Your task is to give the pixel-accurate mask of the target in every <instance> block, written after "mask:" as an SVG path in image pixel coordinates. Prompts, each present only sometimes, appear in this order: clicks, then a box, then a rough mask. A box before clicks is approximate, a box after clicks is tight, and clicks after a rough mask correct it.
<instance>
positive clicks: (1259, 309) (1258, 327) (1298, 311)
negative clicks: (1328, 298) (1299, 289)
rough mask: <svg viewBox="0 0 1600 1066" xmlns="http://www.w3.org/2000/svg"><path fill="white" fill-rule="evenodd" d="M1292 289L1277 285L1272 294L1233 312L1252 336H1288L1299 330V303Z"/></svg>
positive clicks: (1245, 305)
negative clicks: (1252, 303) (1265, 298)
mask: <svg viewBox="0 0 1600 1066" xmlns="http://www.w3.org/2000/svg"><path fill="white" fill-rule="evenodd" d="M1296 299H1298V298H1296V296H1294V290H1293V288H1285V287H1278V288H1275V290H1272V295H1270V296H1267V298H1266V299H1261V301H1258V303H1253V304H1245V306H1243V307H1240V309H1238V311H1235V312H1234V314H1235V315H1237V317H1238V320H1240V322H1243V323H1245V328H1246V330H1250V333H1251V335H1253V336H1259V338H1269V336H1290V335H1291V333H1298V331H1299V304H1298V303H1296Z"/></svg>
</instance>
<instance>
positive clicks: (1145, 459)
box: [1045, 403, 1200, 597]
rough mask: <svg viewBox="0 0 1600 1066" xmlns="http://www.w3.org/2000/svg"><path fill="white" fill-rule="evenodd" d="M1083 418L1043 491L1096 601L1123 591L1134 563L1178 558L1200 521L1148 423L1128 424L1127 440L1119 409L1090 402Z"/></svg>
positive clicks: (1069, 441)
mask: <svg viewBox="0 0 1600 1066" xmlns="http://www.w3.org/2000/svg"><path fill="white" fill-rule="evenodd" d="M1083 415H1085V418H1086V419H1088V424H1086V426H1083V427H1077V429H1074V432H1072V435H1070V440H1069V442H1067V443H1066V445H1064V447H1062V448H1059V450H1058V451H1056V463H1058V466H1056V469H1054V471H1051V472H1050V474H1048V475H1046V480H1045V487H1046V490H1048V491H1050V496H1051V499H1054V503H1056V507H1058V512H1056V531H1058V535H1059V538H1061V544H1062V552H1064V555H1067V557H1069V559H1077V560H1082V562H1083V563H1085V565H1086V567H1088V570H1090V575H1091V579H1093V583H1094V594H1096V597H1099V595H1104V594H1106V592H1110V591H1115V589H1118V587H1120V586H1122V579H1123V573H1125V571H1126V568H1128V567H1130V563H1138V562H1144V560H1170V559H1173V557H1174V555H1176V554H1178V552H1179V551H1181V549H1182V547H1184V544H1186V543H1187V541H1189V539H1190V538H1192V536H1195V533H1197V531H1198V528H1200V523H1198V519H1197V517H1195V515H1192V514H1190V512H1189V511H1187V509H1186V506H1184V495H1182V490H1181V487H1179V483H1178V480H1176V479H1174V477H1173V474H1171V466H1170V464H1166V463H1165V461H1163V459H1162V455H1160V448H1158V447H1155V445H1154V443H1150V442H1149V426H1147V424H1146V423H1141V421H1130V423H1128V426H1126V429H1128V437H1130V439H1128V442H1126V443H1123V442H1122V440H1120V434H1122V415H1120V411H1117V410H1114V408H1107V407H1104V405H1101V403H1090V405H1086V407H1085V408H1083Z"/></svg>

□ □ □ □ □

Please return the lines of the entries starting at the line that contains "418L1043 491L1096 601L1123" and ending at the line that contains "positive clicks: (1069, 441)", both included, copied unchanged.

rough mask: <svg viewBox="0 0 1600 1066" xmlns="http://www.w3.org/2000/svg"><path fill="white" fill-rule="evenodd" d="M1083 418L1043 491L1096 601L1123 591L1134 563L1178 558L1200 521L1148 423L1128 424L1127 440L1119 409L1090 402Z"/></svg>
positive clicks: (1069, 441)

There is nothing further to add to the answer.